WHAT THE TASK ASKS: Could you print, without any changes, the lines of the listing below that begin with the line containing "In this exercise you will indicate the coca-cola" and continue through the last line of the listing?

========================================================================

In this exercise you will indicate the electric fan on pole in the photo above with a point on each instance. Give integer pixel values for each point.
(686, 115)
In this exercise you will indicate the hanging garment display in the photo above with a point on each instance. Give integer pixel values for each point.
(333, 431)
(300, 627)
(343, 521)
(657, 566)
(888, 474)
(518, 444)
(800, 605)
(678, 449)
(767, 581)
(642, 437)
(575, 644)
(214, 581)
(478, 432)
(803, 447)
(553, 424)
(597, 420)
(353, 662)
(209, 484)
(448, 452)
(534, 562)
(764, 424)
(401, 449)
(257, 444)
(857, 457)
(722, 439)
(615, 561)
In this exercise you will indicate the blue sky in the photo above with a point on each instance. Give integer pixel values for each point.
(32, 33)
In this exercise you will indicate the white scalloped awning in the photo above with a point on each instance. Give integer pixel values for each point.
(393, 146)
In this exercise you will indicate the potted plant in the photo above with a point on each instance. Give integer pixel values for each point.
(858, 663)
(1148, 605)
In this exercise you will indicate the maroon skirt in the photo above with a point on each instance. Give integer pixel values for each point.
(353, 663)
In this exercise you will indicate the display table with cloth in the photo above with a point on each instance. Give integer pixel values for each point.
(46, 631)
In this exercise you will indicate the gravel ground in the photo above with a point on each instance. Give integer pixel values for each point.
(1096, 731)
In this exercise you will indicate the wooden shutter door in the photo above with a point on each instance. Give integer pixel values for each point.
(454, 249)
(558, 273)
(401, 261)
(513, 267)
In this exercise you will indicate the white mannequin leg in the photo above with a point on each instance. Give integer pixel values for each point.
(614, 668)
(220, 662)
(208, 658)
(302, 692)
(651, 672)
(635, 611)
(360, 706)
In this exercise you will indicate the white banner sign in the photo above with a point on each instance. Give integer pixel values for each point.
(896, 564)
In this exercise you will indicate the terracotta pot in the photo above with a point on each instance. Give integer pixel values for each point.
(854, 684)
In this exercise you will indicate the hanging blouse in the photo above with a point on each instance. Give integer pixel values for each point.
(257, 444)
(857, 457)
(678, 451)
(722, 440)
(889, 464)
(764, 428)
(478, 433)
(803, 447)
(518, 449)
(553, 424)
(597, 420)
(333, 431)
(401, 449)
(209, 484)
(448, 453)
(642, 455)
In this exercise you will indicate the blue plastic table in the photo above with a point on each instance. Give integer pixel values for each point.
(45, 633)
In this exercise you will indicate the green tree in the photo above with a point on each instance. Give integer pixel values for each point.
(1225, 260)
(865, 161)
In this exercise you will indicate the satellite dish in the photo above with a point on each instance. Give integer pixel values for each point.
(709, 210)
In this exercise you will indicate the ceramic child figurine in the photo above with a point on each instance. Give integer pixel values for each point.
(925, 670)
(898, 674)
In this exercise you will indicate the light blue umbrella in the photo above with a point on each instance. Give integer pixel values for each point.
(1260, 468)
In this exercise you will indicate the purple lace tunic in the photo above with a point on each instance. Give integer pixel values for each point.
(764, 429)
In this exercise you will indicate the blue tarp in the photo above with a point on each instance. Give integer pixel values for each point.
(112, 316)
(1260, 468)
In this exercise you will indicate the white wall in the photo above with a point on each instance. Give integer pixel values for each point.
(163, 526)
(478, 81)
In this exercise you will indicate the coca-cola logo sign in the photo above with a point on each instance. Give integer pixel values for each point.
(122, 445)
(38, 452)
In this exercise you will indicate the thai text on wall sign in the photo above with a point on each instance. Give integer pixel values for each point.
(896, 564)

========================================================================

COMPLETE RESPONSE:
In this exercise you will indicate the coca-cola logo sign in the photo above with a point on each instance. Give integer pixel values for each point.
(122, 445)
(38, 452)
In this exercise you will indicate the thai text on wall sign in the photo above with a point on each instance. Give integer pixel values for each point.
(896, 564)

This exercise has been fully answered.